[Text block]
☆ ☆ ☆ ☆ ☆

Creating impactful change in Houston started ten years ago with the passing of the HEARTH Act in 2011 which provided a new framework for addressing the challenge of transition from shelter to housing. The landmark piece of legislation enlisted federal support for housing first and expanded the availability of permanent housing beyond vulnerable persons experiencing homelessness to include families, youth, and nondisabled single adults. In addition, the act helped further create a strategic plan to end homelessness by creating partnerships across government agencies with the private sector. Another measure included expanding the definition of homelessness to include those who were at imminent risk of being without a home, previously homeless people who were temporarily in institutional settings, and unaccompanied youth and families with persistent housing instability. The HEARTH act established system-wide performance measures for addressing homelessness titled the continuum of change which signaled that the occurrence should be rare, brief, and nonrecurring. The creation of community performance indicators has been backed by a decade of data to better understand how individual programs work together. 

Stakeholders Working Together 

As a result of the HEARTH act, officials sat around a table and started talking to each other, which sometimes is that simple. The meeting of stakeholders at the White House in 2012 was given a name titled The Way home. With more than 100 local and regional organizations signed on Houston started collecting real-time data as opposed to relying on once-a-year census information. While the beginning goal was to house 100 homeless veterans in 100 days, they exceeded this metric with 300 more veterans housed in the next 100 days. Organizations including Search and the Houston Housing Authority joined the mission working together to provide up to 250 vouchers per year to populations most in need. As a result, thousands of individuals were able to receive housing through the voucher system. Together these organizations helped get people housing at a faster pace than any previous year's attempt. 

Getting businesses on board with curbing homelessness has proven to be a challenge nationwide but Houston’s united front was able to channel private funding and emergency relief dollars from Hurricane Harvey to house displaced persons. Regarding COVID funding, the continuum was able to provide rental assistance to thousands who became homeless because of the pandemic. In just under a week in some cases individuals went from living under a highway in a tent to a ground floor one-bedroom apartment stocked with basic supplies. One of the main missions of Continuum of Care is to assess people based on a federal vulnerability index which utilizes a standard questionnaire to determine who on the streets is most vulnerable. The chronically homeless ranked highest on the vulnerability index become eligible for permanent supportive housing and receive assistance for rent, utilities, bus fares, and other necessities. Additional collaborations for curbing homelessness focused on holding weekly meetings between the Continuum of Care, local housing authorities, and county commissioners.

☆ ☆ ☆ ☆ ☆

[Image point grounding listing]

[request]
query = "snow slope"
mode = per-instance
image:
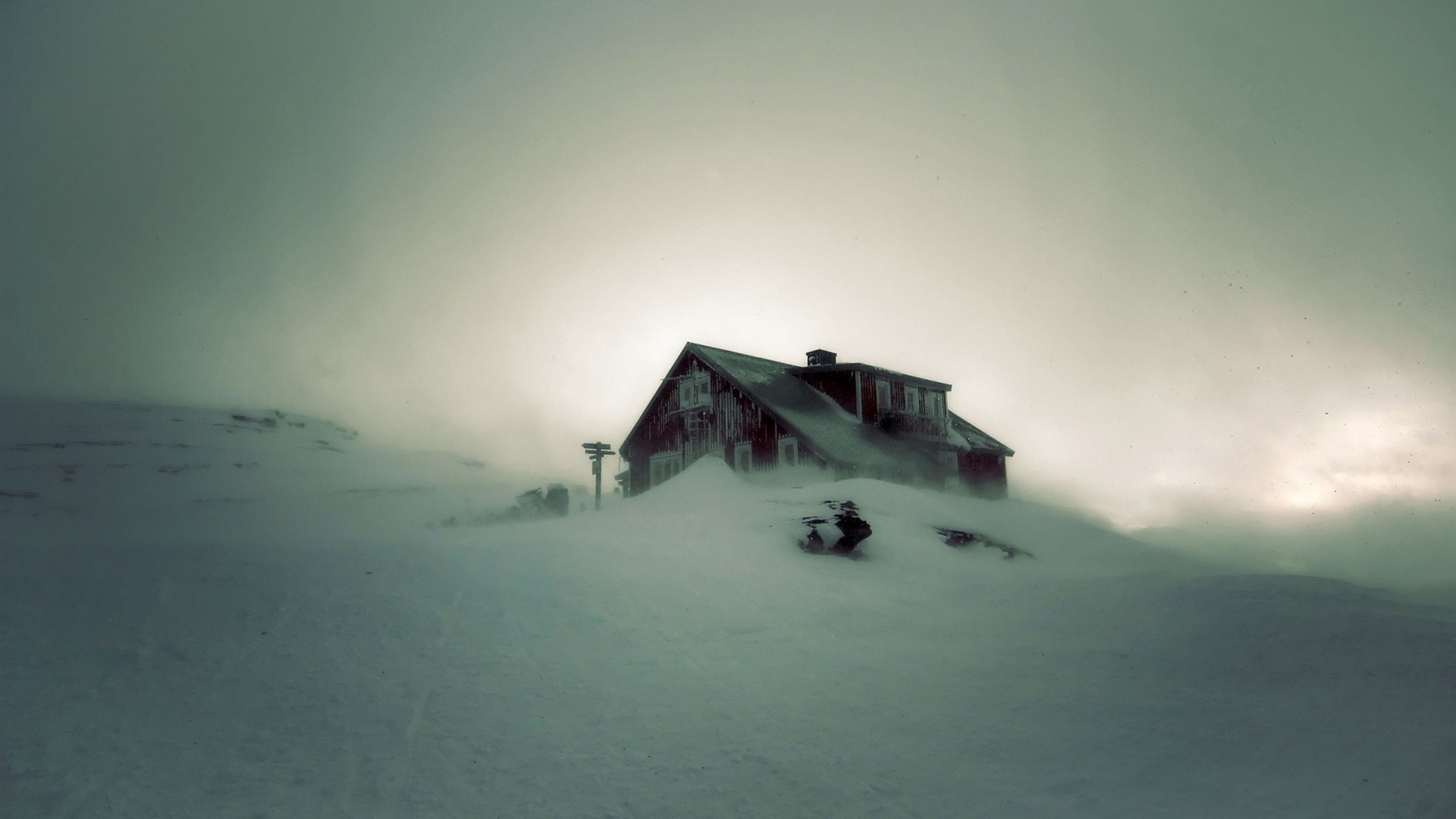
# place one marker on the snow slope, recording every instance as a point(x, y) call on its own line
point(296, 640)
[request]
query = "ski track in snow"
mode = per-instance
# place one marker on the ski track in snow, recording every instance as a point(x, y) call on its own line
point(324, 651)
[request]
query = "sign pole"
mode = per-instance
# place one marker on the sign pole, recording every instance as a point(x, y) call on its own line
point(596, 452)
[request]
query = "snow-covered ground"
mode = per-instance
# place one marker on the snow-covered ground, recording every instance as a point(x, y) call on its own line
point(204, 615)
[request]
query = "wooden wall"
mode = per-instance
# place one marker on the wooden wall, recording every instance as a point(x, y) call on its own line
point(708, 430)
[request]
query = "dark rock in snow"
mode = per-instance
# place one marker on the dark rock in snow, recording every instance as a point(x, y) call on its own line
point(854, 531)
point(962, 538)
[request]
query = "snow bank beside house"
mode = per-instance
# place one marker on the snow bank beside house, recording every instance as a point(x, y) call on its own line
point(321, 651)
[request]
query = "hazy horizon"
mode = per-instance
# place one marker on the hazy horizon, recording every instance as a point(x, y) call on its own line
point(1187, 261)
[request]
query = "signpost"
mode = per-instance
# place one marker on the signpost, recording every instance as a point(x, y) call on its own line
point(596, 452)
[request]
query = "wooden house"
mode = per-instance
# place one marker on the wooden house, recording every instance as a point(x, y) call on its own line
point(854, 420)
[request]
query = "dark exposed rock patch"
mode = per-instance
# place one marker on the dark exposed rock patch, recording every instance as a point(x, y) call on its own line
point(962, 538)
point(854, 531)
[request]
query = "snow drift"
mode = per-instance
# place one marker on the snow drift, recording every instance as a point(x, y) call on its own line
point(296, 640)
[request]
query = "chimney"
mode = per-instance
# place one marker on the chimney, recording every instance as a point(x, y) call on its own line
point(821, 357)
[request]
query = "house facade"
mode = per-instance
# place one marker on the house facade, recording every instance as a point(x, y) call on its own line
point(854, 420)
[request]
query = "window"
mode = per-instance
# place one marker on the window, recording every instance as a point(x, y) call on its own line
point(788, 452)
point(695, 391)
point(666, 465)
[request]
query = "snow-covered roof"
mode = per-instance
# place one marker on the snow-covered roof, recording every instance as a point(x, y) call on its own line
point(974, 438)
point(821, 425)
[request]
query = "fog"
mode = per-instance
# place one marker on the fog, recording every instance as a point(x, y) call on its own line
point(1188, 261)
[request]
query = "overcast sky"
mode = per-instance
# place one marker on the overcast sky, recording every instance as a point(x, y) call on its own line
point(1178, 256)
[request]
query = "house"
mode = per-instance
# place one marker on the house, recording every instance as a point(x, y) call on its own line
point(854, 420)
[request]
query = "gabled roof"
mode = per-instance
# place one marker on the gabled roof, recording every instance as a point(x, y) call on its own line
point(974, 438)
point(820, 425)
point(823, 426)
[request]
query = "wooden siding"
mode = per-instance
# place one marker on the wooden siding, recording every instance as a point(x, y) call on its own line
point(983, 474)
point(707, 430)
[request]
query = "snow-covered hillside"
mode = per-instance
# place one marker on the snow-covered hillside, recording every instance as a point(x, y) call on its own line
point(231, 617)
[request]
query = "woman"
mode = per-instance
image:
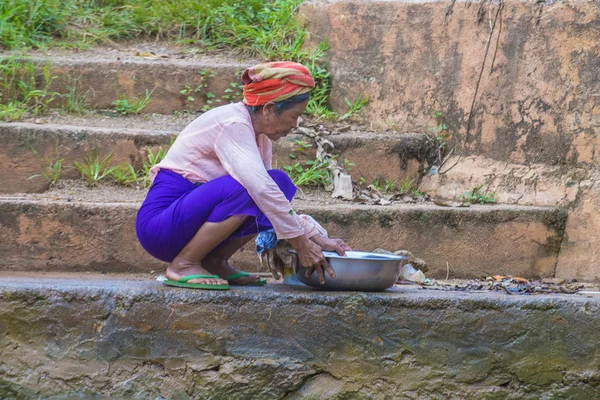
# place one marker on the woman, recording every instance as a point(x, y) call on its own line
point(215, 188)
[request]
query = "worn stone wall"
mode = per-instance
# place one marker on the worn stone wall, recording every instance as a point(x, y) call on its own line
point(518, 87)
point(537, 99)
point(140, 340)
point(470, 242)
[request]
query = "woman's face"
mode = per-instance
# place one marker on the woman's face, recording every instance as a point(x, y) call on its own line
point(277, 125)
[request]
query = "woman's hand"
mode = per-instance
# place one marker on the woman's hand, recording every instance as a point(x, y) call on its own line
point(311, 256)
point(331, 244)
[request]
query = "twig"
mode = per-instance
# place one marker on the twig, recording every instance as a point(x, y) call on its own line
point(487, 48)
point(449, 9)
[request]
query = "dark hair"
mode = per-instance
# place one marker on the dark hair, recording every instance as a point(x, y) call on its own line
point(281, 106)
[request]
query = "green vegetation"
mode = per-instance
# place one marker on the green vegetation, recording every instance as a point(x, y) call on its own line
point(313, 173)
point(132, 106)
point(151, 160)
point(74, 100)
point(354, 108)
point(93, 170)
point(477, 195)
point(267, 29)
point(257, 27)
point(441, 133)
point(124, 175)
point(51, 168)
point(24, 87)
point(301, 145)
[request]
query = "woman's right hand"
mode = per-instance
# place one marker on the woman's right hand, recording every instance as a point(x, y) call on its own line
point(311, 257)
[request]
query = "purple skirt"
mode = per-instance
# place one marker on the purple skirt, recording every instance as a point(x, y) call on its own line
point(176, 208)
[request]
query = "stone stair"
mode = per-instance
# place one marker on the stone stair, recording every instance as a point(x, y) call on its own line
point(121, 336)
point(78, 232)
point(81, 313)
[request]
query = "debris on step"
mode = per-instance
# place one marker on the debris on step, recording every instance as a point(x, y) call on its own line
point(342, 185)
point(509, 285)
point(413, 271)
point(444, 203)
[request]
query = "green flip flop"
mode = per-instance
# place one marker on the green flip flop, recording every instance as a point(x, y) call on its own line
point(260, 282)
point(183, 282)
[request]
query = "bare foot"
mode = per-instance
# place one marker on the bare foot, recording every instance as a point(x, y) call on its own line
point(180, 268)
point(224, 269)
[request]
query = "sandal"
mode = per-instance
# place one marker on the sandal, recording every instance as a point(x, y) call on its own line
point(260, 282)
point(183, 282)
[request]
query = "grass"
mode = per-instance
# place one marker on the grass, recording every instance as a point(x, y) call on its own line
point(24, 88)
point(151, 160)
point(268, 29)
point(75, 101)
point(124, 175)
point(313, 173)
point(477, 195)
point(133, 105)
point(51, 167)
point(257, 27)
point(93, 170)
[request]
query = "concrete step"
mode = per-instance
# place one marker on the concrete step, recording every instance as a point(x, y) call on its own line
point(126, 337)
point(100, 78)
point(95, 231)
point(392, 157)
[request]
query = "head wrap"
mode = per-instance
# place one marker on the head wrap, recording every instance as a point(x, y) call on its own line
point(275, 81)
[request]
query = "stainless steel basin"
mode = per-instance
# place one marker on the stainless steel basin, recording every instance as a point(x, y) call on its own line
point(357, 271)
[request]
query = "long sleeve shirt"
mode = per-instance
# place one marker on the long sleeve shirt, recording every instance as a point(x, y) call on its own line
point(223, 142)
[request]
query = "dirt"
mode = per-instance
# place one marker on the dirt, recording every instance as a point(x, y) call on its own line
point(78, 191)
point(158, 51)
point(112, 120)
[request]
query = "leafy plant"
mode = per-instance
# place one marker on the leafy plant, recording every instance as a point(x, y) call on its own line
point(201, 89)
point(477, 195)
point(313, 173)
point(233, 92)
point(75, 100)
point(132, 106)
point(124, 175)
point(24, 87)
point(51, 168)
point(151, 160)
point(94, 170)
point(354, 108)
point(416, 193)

☆ ☆ ☆ ☆ ☆

[Exercise] For each statement, say whether it agrees with the text on homelessness in Houston by answering yes or no and quoting the words that decide it. (a) The HEARTH Act was passed in 2011. (b) The first goal was to house 300 homeless veterans in 100 days. (c) County commissioners took part in the weekly meetings on curbing homelessness.

[Result]
(a) Yes: "the passing of the HEARTH Act in 2011"
(b) No: "the beginning goal was to house 100 homeless veterans in 100 days"
(c) Yes: "holding weekly meetings between the Continuum of Care, local housing authorities, and county commissioners"